### SUPPLIED MATERIAL

= = = = =

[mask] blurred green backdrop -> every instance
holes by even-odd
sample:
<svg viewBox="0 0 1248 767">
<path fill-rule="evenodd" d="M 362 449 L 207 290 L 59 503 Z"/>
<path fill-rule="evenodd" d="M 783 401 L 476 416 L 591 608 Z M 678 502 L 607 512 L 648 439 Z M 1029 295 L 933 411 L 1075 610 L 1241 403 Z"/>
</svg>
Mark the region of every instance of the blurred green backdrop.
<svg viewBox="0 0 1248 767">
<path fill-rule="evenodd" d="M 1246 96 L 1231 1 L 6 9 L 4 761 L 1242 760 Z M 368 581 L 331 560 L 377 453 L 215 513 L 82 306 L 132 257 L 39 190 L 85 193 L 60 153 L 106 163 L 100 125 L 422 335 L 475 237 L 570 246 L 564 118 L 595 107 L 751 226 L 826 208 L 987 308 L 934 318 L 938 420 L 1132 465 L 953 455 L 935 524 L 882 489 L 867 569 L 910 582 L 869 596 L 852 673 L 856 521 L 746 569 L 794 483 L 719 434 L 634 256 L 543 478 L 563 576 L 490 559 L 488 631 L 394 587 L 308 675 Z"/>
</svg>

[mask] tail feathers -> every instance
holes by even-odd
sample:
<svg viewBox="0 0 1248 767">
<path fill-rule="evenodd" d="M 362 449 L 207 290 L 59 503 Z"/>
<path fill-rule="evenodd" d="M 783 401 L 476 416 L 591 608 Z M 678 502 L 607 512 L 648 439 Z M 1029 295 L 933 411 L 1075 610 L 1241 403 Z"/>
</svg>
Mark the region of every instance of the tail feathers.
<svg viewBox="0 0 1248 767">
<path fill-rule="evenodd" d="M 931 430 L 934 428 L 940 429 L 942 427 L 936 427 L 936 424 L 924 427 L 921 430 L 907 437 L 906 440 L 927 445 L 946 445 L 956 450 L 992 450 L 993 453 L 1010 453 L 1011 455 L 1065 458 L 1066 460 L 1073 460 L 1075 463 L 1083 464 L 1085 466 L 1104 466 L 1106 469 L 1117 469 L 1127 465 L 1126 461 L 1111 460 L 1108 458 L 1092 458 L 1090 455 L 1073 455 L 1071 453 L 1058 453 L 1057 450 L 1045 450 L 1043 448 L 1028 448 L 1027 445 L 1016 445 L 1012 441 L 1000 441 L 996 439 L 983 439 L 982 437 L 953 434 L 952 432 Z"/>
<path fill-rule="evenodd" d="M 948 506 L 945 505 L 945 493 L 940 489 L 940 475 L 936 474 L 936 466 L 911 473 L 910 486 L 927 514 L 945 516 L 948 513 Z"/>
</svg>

= = = = =

### AIM OF THE EXERCISE
Count the lines in the records above that contain the string "backdrop", matching case exactly, and reply with only that number.

### TASK RESPONSE
2